═════ EXCERPT PROVIDED

Friday, January 27, 2023

Philip Berrigan, apostle of peace, dies at age 79

Friends,

  I plan to send out a series of articles pertaining to Philip Berrigan’s life of resistance to the U.S. Empire.  It is difficult to believe it has been twenty years since his passing.

 He died at home in the Jonah House, and I had an opportunity to say good bye shortly before his death.  We had prepared a press release knowing that he soon would no longer be with us.  Late in the evening of December 6, 2002, his daughter Kate called me to indicate her dad was dead.

  I lived in the Rodgers Forge neighborhood in Baltimore County and left immediately heading south on York Road to the American Friends Service Committee office at 4806 York Road in Baltimore City where I worked.  I remember I made it through every green light on the way to the office.  The press release was sent out, and the world would soon know that this amazing resister who influenced so many of us left behind a remarkable legacy.  Below is the obituary which appeared on the front page of The Baltimore Sun.  Philip Berrigan, presente. Kagiso, Max

https://www.baltimoresun.com/news/bs-xpm-2002-12-07-0212070391-story.html

NEWS

Philip Berrigan, apostle of peace, dies at age 79

By Jacques Kelly and Carl Schoettler

Baltimore Sun

Dec. 07, 2002

Philip Berrigan, the patriarch of the Roman Catholic anti-war movement whose conscience collided with national policy for more than three decades, died last night of liver and kidney cancer. He was 79 and had lived at Jonah House on the grounds of a West Baltimore cemetery for much of the past decade.

He led the Catonsville Nine, who staged one of the most dramatic protests of the 1960s. They doused homemade napalm on a small bonfire of draft records in a Catonsville parking lot and ignited a generation of anti-war dissent. More recently he helped found the Plowshares movement, whose members have attacked federal military property in anti-war and anti-nuclear protests and were then often imprisoned.

Mr. Berrigan died at 9:30 p.m. at the Jonah House, a communal living facility of war resisters.

══════════
═════ PROVIDED RECORDS

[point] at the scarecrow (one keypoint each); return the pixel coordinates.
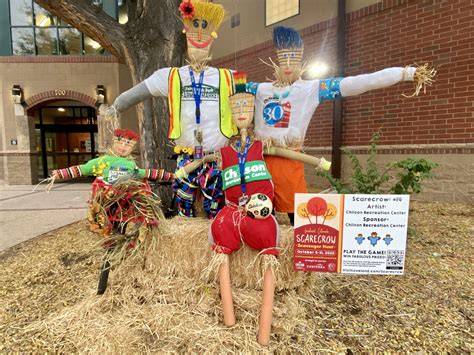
(123, 208)
(247, 214)
(198, 96)
(284, 107)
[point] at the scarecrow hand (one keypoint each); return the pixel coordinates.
(181, 174)
(324, 164)
(55, 175)
(109, 112)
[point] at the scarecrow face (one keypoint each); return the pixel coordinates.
(199, 39)
(123, 146)
(242, 106)
(289, 62)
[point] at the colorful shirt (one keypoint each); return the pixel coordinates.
(213, 139)
(112, 169)
(258, 178)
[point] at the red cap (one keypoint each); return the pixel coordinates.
(127, 133)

══════════

TASK OBJECTIVE: According to the text on Philip Berrigan, what did the Catonsville Nine pour on the bonfire of draft records?

RESPONSE AREA: Homemade napalm.